**PROBLEM**
The Tracy-Widom post below states its propositions without proofs. In one to three sentences, explain why the post says leaving those proofs out is acceptable.

**EXTRACT TO READ**
########
Tracy-Widom Law: Fredholm determinants and Airy functions

This is a continuation of the previous post available here. This section is quite different from the previous post. Here we present a series of propositions. The proofs of the propositions are not present here. I may include them later. However the proofs of the propositions (except proposition 4) are not necessary in our proof.

In the previous post, we introduced Hermite polynomials and wave functions. We noticed the Hermite polynomials are orthogonal polynomials. There are a plethora of results involving orthonormal polynomials. We merely state only few of them that we will be needing in the our proof.

Proposition 1: Let H_n(x) be the Hermite polynomial of degree n. Let \psi_n(x) be the corresponding wave function. Let \displaystyle K^{(n)}(x,y)=\sum_{k=0}^{n-1} \psi_k(x)\psi_k(y). We have the following results.

(a) H_n(x+t)=\sum_{k=0}^{n} \binom{n}{k}H_k(x)t^{n-k}

(b) \displaystyle \frac1{\sqrt{n}}K^{(n)}(x,y)= \frac{\psi_n(x)\psi_{n-1}(y)-\psi_{n-1}(x)\psi_n(y)}{x-y}

(c) \displaystyle K^{(n)}(x,y)=\frac{\psi_n(x)\psi_n'(y)-\psi_n'(x)\psi_n(y)}{x-y}-\frac12\psi_n(x)\psi_n(y)

(d) \displaystyle \frac{d}{dx}K^{(n)}(x,x)=-\sqrt{n}\psi_n(x)\psi_{n-1}(x)

Proof: Not included

Let us recall Theorem 3 once again.

Theorem 3: For any measurable subset A of \mathbb{R},

\displaystyle P\left(\bigcap_{i=1}^n \{\lambda_i \in A\}\right) =1+\sum_{k=1}^{\infty} \frac{(-1)^k}{k!}\int_{A^c}\cdots\int_{A^c} \det_{i,j=1}^k K^{(n)}(x_i,x_j)\prod_{i=1}^k dx_i

Let us replace A by A^c and rewrite the above result as

\displaystyle P\left(\bigcap_{i=1}^n \{\lambda_i \not\in A\}\right) =1+\sum_{k=1}^{\infty} \frac{(-1)^k}{k!}\int_{A}\cdots\int_{A} \det_{i,j=1}^k K^{(n)}(x_i,x_j)\prod_{i=1}^k dx_i

Now it is right time to see what exactly are we trying to show if we want to prove weak convergence. For that we need some basic idea about Airy function.
########
**SUPPLIED DATA**

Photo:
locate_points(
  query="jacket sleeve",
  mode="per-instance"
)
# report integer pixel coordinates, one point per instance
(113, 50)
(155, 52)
########
**WRITTEN ANSWER**
The post says that, except for Proposition 4, the proofs of the propositions are not needed for the main proof. It states only the few results it will actually use.